Search the data for the word "object" and copy out every line that has it.

## Data to process

------

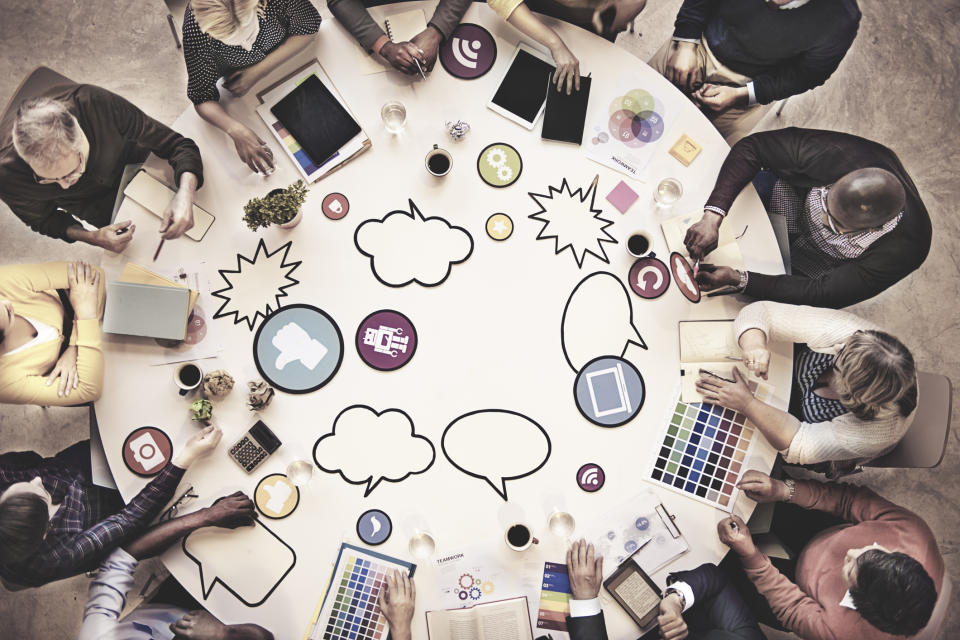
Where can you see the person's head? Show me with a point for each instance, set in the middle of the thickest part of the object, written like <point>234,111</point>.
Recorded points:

------

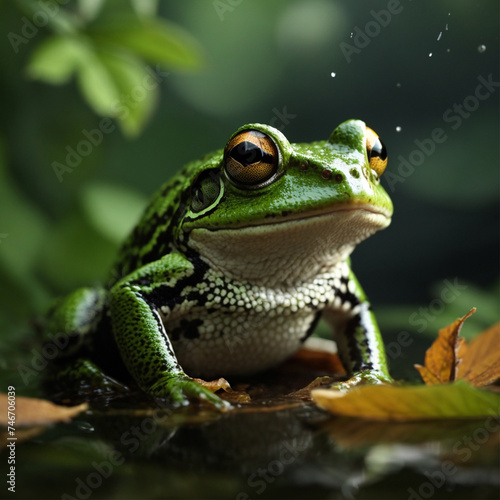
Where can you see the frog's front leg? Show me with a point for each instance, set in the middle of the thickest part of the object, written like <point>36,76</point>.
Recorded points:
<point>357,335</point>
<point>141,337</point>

------

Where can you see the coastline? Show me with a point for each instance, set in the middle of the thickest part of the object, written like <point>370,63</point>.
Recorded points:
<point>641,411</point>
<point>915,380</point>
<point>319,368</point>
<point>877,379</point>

------

## Response to the task
Where can you see the person's head? Show me with a point for each instance, set in the middle of the thickest part of the object, written like <point>234,111</point>.
Where can you see the frog's front leg? Show me with a point for each instance, set in the middle of the thickest part of the object, written like <point>36,76</point>.
Where can you see the coastline? Show me with a point for each instance, set in the middle of the thickest part of the object, written like <point>370,63</point>.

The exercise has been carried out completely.